指示 1
風越学園を退職した経緯についての抜粋文を、全文そのまま書き写してください。

+++ 抜粋文 +++

風越学園では、退職するスタッフに卒業証書が贈られる。
ぼくは途中から休職して、自己都合退職ということもあり、卒業証書は受け取っていない。

3月までに与えられた業務をやり遂げることができず、子どもたち、保護者、そしてスタッフのみなさんに心配と迷惑をかけてしまった。
特に、当時一緒にチームを組んでいた3・4年生のスタッフ(あっきー、たけさん、ふっしぁん、みぃ、ゆきちゃん)には、どれだけ支えてもらったか、言い尽くせないほど感謝している。


ぼくは風越学園を「中退」した。

それでも、ありがたいことに、感謝状と「いつでもスタッフ」と書かれたカードをいただいた。温かい気持ちに包まれたが、それでも学校を離れた自分の心には迷いが残っていた。

風越学園が嫌になったわけではないし、誰かと喧嘩をしたわけでもない。
ただ、「学校で働く大人」としての自分に、どうしても解決できない矛盾を感じてしまった。

+++

指示 2
記録のうち、「Teacher note: have the class pick out the raised」を含む行で始まり「Teacher note: have the class pick out the white」を含む行で終わる部分を、両端の行も含めてそのまま繰り返してください。

+++ 提供資料 +++

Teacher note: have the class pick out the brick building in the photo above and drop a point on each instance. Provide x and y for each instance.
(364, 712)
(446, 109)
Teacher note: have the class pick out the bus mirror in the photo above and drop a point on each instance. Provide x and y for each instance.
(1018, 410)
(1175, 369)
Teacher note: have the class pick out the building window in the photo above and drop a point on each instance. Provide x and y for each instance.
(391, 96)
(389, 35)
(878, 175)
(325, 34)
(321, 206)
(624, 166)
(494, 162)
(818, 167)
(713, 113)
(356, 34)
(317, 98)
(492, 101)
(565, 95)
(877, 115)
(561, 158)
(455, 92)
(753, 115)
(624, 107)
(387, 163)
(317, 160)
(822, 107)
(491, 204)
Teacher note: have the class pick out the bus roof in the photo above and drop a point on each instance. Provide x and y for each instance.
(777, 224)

+++
+++ 提供資料 +++

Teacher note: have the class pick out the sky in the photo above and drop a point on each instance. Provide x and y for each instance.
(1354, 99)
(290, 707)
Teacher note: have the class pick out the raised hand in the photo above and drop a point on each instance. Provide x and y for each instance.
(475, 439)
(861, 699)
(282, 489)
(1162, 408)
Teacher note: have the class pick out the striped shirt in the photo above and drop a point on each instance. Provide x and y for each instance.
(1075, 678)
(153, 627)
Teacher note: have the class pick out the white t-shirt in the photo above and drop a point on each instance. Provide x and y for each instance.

+++

作業結果 1
風越学園では、退職するスタッフに卒業証書が贈られる。
ぼくは途中から休職して、自己都合退職ということもあり、卒業証書は受け取っていない。

3月までに与えられた業務をやり遂げることができず、子どもたち、保護者、そしてスタッフのみなさんに心配と迷惑をかけてしまった。
特に、当時一緒にチームを組んでいた3・4年生のスタッフ(あっきー、たけさん、ふっしぁん、みぃ、ゆきちゃん)には、どれだけ支えてもらったか、言い尽くせないほど感謝している。


ぼくは風越学園を「中退」した。

それでも、ありがたいことに、感謝状と「いつでもスタッフ」と書かれたカードをいただいた。温かい気持ちに包まれたが、それでも学校を離れた自分の心には迷いが残っていた。

風越学園が嫌になったわけではないし、誰かと喧嘩をしたわけでもない。
ただ、「学校で働く大人」としての自分に、どうしても解決できない矛盾を感じてしまった。

作業結果 2
Teacher note: have the class pick out the raised hand in the photo above and drop a point on each instance. Provide x and y for each instance.
(475, 439)
(861, 699)
(282, 489)
(1162, 408)
Teacher note: have the class pick out the striped shirt in the photo above and drop a point on each instance. Provide x and y for each instance.
(1075, 678)
(153, 627)
Teacher note: have the class pick out the white t-shirt in the photo above and drop a point on each instance. Provide x and y for each instance.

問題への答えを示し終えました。